## PROVIDED DATA
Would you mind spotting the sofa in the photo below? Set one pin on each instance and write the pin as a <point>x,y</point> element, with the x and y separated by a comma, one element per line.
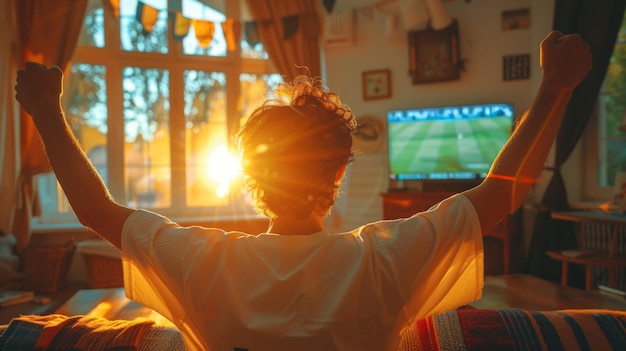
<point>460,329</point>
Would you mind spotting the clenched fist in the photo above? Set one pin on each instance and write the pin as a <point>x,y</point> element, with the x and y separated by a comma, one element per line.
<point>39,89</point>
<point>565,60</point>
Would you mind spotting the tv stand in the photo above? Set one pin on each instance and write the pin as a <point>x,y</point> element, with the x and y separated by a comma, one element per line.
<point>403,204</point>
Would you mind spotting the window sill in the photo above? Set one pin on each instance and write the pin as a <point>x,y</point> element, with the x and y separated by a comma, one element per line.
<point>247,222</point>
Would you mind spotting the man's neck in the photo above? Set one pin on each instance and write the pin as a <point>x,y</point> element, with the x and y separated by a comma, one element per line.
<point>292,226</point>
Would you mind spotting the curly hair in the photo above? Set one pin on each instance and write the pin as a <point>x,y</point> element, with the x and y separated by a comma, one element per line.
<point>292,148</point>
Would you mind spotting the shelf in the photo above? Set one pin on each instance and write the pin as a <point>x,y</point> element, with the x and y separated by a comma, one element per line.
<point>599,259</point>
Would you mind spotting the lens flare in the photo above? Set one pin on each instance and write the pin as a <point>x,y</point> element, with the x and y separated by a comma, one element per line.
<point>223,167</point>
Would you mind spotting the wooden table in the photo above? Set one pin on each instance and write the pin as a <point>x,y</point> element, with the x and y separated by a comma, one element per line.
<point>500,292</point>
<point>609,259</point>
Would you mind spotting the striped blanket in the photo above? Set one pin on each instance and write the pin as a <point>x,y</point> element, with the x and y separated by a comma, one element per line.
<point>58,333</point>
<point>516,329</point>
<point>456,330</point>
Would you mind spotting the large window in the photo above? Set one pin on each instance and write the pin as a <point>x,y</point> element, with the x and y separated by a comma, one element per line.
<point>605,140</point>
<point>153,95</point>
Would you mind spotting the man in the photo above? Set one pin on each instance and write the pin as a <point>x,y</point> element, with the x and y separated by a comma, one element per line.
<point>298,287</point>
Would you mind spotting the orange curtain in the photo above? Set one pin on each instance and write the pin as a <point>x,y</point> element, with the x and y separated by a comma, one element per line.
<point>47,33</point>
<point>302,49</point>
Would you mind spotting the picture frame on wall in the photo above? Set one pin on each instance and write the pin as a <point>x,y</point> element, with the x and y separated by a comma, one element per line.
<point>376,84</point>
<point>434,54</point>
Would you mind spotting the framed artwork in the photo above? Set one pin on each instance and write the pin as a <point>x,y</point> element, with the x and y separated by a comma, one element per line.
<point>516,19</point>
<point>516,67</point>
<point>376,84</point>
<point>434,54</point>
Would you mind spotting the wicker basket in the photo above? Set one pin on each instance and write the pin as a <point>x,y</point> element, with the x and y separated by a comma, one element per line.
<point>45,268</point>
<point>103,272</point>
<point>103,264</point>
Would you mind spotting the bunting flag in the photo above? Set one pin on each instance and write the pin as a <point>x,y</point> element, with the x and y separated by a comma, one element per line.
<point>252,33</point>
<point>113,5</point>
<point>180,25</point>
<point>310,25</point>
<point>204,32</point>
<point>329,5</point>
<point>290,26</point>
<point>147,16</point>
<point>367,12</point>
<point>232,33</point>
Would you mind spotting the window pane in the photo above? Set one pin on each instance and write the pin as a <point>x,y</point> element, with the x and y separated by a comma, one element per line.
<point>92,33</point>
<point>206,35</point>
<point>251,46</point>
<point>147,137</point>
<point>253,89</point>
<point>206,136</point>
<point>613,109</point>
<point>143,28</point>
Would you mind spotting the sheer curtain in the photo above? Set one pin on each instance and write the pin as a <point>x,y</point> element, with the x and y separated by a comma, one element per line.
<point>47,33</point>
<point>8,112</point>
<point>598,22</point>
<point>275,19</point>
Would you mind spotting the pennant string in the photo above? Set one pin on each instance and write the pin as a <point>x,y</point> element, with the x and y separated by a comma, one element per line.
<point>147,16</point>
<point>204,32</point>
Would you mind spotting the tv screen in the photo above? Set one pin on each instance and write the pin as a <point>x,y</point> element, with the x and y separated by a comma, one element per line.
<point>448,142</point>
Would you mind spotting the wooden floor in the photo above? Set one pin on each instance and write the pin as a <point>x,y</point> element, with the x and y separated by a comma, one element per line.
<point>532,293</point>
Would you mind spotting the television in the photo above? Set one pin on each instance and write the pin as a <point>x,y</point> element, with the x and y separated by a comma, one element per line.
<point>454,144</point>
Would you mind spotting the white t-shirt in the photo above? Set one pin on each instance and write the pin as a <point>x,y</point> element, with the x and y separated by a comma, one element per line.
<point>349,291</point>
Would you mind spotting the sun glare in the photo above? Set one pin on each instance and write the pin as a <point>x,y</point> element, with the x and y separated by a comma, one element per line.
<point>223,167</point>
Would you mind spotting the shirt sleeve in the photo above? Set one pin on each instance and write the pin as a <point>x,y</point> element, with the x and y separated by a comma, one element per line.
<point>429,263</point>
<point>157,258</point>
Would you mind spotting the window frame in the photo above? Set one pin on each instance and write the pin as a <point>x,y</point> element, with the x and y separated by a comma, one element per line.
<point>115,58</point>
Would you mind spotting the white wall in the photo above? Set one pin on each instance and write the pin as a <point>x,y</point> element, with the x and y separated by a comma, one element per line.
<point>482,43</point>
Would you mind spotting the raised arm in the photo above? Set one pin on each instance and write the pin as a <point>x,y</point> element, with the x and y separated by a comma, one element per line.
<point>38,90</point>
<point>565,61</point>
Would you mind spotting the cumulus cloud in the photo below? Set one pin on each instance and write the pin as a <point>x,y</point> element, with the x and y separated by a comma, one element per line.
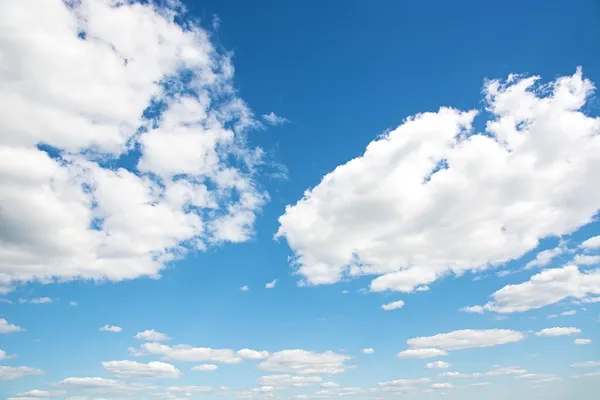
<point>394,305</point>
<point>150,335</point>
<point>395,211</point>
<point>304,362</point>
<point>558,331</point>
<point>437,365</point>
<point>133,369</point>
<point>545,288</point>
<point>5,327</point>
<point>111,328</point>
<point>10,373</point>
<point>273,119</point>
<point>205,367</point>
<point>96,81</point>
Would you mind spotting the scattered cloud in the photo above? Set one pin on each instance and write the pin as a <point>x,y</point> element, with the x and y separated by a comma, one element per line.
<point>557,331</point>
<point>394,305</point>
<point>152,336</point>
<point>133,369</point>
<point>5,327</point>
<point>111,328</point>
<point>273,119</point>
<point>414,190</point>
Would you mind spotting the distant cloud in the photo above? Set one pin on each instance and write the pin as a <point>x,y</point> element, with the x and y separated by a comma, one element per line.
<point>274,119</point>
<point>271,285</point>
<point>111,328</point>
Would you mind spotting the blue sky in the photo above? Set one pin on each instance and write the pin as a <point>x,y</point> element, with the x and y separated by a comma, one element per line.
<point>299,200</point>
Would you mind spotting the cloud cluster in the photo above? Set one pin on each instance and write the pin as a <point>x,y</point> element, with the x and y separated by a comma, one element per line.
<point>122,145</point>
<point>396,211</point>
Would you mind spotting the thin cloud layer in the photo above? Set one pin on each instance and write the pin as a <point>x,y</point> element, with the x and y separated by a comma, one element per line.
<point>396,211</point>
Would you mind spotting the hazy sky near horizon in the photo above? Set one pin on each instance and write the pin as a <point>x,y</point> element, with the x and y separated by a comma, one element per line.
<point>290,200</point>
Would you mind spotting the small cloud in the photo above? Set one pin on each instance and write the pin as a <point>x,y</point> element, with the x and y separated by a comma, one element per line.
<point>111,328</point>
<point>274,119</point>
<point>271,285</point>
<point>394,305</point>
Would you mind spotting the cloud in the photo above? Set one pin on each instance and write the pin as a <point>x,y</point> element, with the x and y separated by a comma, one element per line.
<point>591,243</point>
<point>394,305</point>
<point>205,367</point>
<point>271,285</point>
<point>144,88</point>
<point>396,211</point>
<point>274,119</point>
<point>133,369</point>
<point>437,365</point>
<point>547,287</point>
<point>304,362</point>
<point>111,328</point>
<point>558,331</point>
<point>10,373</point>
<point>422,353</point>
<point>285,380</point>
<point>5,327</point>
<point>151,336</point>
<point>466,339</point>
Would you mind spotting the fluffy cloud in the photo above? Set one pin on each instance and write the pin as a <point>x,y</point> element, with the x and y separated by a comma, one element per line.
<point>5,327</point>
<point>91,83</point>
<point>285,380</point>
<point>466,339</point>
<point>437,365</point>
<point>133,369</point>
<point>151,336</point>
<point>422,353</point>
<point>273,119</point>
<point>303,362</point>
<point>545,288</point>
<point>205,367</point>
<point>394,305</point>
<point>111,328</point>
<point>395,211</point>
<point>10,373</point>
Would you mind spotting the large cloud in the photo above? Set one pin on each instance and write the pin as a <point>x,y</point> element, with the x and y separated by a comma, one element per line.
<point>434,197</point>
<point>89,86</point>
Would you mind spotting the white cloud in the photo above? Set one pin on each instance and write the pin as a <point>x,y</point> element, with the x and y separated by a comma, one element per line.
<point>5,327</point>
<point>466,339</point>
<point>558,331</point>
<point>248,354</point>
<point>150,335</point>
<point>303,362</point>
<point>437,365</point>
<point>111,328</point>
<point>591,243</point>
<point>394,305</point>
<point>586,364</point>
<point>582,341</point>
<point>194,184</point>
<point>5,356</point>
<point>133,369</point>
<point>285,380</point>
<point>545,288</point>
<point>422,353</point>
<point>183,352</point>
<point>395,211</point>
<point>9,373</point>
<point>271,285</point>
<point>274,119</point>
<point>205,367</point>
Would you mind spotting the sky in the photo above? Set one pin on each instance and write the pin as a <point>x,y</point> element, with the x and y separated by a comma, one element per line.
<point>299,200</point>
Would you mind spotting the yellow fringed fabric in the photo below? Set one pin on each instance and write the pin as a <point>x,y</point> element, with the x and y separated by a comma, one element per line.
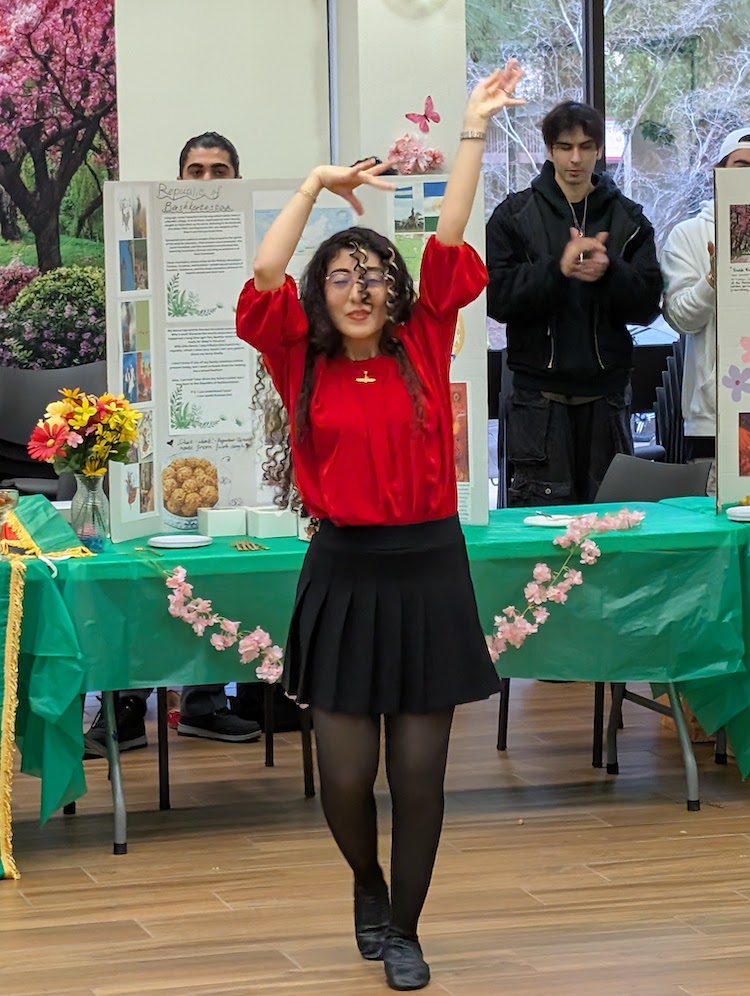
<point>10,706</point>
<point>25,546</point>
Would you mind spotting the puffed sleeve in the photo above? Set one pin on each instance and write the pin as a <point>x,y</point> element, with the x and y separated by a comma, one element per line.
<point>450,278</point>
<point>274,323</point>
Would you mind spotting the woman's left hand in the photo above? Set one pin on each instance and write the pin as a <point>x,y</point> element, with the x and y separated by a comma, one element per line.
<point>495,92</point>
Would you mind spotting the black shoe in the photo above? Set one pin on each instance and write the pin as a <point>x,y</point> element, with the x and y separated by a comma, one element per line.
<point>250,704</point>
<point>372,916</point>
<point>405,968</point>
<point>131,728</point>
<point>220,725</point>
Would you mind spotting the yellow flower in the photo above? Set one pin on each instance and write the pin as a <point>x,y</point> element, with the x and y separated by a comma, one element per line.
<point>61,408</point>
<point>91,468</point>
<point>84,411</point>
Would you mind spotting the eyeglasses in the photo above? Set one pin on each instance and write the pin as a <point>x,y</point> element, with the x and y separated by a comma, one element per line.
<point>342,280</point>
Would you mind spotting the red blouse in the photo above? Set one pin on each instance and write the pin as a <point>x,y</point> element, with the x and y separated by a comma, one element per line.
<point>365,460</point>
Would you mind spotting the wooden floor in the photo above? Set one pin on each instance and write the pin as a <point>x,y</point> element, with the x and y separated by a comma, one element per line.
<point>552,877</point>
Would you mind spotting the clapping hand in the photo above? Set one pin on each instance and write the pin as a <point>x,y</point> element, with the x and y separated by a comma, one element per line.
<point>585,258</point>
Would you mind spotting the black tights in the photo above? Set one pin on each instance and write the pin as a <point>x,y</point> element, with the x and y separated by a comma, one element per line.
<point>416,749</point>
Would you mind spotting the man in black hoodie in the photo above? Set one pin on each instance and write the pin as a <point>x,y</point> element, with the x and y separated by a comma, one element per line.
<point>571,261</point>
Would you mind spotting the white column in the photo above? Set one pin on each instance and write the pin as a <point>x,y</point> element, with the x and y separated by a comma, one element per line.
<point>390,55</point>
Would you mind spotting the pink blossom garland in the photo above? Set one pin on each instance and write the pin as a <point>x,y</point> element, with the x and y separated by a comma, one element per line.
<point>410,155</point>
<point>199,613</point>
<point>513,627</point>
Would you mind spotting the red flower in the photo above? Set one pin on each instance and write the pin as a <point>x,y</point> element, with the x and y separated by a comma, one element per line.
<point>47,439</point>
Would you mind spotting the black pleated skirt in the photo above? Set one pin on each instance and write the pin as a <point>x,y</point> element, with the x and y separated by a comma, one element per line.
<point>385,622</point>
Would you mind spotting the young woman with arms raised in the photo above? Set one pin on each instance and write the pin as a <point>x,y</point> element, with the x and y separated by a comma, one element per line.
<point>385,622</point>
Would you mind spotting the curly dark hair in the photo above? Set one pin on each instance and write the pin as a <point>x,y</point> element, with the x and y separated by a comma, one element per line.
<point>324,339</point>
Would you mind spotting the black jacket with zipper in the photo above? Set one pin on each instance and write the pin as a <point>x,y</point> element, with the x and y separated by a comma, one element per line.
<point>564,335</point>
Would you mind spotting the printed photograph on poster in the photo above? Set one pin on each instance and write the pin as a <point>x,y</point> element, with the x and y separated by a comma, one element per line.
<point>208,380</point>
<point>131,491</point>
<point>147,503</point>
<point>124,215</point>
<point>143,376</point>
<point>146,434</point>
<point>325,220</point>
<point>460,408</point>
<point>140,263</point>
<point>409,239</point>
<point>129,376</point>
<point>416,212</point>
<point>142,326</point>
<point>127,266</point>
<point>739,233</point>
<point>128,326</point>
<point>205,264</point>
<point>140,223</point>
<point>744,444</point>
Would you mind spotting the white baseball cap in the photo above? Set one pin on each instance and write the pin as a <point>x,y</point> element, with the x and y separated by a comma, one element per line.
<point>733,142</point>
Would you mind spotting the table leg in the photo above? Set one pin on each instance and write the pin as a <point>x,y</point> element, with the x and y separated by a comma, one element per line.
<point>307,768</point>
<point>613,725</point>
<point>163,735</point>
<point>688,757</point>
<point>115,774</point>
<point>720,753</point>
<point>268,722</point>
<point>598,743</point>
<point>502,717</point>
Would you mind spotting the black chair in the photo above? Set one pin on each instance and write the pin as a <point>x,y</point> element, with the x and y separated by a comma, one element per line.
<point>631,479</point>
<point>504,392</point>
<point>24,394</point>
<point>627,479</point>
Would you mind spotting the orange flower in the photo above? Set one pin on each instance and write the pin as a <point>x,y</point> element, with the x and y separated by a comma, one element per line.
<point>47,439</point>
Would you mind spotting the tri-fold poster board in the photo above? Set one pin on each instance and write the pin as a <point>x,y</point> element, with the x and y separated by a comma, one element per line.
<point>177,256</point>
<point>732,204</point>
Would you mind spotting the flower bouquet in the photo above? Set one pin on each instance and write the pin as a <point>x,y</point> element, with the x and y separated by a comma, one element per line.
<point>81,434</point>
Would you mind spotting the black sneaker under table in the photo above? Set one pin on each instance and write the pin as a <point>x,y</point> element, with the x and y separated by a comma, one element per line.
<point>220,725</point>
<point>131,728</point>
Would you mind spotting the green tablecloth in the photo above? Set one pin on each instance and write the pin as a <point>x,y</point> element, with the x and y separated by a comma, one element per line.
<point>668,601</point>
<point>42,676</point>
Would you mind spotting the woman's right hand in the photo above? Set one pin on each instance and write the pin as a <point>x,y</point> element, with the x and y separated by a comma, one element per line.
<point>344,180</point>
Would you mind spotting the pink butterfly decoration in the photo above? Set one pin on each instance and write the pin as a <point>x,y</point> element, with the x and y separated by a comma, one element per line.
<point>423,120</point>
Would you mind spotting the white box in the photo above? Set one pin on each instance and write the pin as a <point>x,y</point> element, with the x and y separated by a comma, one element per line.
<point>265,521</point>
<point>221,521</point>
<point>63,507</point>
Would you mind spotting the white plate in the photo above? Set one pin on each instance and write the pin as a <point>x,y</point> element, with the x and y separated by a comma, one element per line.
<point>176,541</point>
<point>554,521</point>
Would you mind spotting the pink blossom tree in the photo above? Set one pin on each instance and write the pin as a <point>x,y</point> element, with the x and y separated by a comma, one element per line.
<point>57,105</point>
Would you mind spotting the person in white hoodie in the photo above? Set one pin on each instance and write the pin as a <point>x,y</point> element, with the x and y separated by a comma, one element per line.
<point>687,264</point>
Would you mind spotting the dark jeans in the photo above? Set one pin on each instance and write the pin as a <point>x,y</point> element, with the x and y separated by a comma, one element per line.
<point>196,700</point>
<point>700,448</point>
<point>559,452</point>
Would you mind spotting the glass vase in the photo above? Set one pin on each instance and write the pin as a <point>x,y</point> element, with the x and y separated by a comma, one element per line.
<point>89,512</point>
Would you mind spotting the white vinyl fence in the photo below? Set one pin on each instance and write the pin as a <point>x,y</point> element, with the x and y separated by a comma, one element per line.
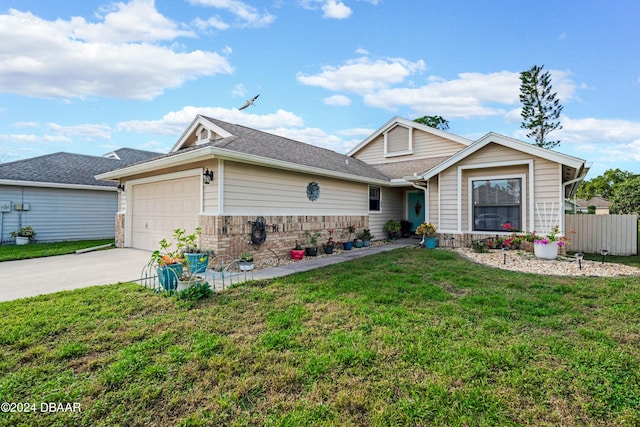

## TASK PROMPT
Extract exactly the lines from the one containing "Would you mind spotting the glass" through the last line of the records above, both included, and leave out the pictures.

## WRITTEN RESPONSE
Would you mind spotting the glass vase in the photo above? Set one pin on each instance and write the pin as a <point>x,y</point> element, with the x and y separated by a comma, one element per line.
<point>89,512</point>
Would you mind spotting the white vinyl fence in the photo below? Set one pin on each instance and write the pin as a <point>x,y</point> element, with the x and y separated by a comma, one element per line.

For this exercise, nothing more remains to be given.